▶ _WHAT TO DO_
Take the entries that follow and write them out again, word for word.

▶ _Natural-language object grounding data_

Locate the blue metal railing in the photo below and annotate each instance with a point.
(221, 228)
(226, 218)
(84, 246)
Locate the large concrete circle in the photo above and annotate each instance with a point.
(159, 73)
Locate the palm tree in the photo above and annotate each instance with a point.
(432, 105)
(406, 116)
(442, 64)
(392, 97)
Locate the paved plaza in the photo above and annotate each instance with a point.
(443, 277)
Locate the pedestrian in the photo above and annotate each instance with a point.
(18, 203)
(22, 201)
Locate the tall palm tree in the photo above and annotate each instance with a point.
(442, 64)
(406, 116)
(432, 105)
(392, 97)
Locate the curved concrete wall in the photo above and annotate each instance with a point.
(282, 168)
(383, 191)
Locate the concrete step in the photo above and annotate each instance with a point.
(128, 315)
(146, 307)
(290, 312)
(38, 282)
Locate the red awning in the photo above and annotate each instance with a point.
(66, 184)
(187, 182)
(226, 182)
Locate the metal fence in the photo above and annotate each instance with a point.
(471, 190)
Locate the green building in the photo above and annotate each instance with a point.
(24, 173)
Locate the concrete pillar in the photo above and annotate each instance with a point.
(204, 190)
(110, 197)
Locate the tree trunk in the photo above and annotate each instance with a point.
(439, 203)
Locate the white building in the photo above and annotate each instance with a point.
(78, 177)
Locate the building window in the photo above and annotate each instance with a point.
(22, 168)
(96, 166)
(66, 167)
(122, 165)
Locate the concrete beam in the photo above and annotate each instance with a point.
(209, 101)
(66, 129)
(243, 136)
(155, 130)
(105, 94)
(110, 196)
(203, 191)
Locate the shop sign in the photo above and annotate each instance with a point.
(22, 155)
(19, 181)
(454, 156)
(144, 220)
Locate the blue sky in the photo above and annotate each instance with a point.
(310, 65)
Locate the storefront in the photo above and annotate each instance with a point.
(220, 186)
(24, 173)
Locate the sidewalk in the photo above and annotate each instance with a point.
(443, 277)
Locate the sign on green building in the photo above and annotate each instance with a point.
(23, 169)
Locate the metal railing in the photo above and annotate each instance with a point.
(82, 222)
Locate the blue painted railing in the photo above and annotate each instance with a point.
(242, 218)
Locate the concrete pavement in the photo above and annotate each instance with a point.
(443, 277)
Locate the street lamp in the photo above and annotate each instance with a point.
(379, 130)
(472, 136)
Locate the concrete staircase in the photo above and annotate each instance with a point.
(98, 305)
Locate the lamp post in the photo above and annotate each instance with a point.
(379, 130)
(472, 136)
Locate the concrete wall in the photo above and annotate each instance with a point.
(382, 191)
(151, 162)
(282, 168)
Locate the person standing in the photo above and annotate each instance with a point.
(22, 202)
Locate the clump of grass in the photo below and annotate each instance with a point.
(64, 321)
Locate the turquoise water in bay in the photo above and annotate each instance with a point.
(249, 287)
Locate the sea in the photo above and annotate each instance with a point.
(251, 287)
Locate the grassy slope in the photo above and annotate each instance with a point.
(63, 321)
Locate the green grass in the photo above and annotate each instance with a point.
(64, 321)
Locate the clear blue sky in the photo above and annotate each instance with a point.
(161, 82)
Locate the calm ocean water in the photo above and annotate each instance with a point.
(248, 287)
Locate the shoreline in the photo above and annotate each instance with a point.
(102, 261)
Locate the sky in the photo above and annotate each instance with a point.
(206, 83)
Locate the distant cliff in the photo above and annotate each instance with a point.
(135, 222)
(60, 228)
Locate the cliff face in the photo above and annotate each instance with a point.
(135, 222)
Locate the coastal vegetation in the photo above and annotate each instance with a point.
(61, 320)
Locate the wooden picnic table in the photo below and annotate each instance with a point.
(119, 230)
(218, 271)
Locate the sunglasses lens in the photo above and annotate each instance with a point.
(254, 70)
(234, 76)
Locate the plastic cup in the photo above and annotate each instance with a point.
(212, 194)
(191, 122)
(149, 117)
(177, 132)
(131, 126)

▶ _RESULT OF THE TASK_
Locate the blue metal railing in the photo below and annotate each instance with a point.
(221, 228)
(226, 218)
(84, 246)
Locate the large concrete circle in the photo above and annotate each instance with a point.
(159, 73)
Locate the palm tree in the photo above and annotate each instance with a point.
(432, 105)
(406, 116)
(442, 64)
(392, 97)
Locate the paved plaza in the photo above and annotate each instance with a point.
(443, 277)
Locate the pedestrian in the photo above and annotate each instance with a point.
(18, 203)
(22, 201)
Locate the tall palm tree in the photo above and annotate each instance with a point.
(442, 64)
(406, 116)
(432, 105)
(392, 97)
Locate the curved concrete wall in the photo above and annotate each instance with a point.
(282, 168)
(383, 191)
Locate the concrete step in the photo above and annotate each instance with a point.
(128, 315)
(146, 307)
(290, 312)
(38, 282)
Locate the red awning in the photo above and annotate each instance with a point.
(66, 184)
(187, 182)
(226, 182)
Locate the metal fence in the photo above and annotate each instance with a point.
(471, 190)
Locate the green building in the photo above and annotate each instance with a point.
(24, 173)
Locate the concrete pillar in the photo above and annotate each instance with a point.
(204, 190)
(110, 197)
Locate the tree trunk in the photo above and annotate each instance with a point.
(439, 203)
Locate the white building in the photo above and annotate each instance with a point.
(78, 177)
Locate the building window in the photo above and annotate each instance with a point.
(22, 168)
(96, 166)
(66, 167)
(122, 165)
Locate the concrete beam in the photo above and annotate each instance with a point.
(209, 101)
(66, 129)
(243, 136)
(155, 130)
(105, 94)
(110, 196)
(203, 191)
Locate the shop sign in the photo above and annotate each instance with a point.
(22, 155)
(19, 181)
(454, 156)
(144, 220)
Locate the blue sky in the photo above and annotate each instance with a point.
(310, 65)
Locate the storefront in the photo above and annotate each instance with a point.
(220, 186)
(24, 173)
Locate the sidewalk in the photo above and annotate each instance with a point.
(443, 277)
Locate the sign on green building in the photo above and annotate each instance with a point.
(23, 169)
Locate the metal railing in the photo above and annotate each instance with a point.
(82, 222)
Locate the blue painted railing in the photo above and annotate each instance with a point.
(242, 218)
Locate the concrete pavement in the photo above and annotate each instance with a point.
(443, 277)
Locate the street lamp in the photo above and annotate each instance with a point.
(379, 130)
(472, 136)
Locate the concrete staircase in the photo above and annotate each instance with a point.
(98, 305)
Locate the lamp post in the photo above and annotate each instance with a point.
(379, 130)
(472, 136)
Locate the concrete wall in the photo above and annotate each instance with a point.
(382, 191)
(151, 162)
(282, 168)
Locate the person standing in the photo above and annotate each instance with a point.
(22, 202)
Locate the clump of grass in the photo below and annotate each instance with a point.
(64, 321)
Locate the turquoise water in bay in the photo above and annotate each instance with a point.
(249, 287)
Locate the sea in the photo above and annotate each instance with a point.
(251, 287)
Locate the grassy slope in the photo above and annotate each instance with a point.
(63, 321)
Locate the green grass in the photo above and annotate each instance with a point.
(64, 321)
Locate the clear blue sky in the photo above and annotate each instance with a point.
(161, 82)
Locate the calm ocean water in the photo above and annotate each instance with a point.
(248, 287)
Locate the shoreline in the photo above and annotate each instance with a point.
(102, 261)
Locate the sky in the photo above and annotate each instance with a point.
(206, 83)
Locate the distant cliff in the photo above and annotate each instance with a point.
(135, 222)
(60, 228)
Locate the cliff face in the photo above and annotate each instance with a point.
(135, 222)
Locate the coastal vegetation in the photo above and annotate each instance with a point.
(61, 320)
Locate the wooden picnic table in the photo below and annotate each instance with a point.
(119, 230)
(218, 271)
Locate the sunglasses lens in the photo above and annotate each instance with a point.
(254, 70)
(234, 76)
Locate the plastic cup in the photo above and annotate each instance with a point.
(212, 194)
(191, 122)
(149, 117)
(177, 132)
(131, 126)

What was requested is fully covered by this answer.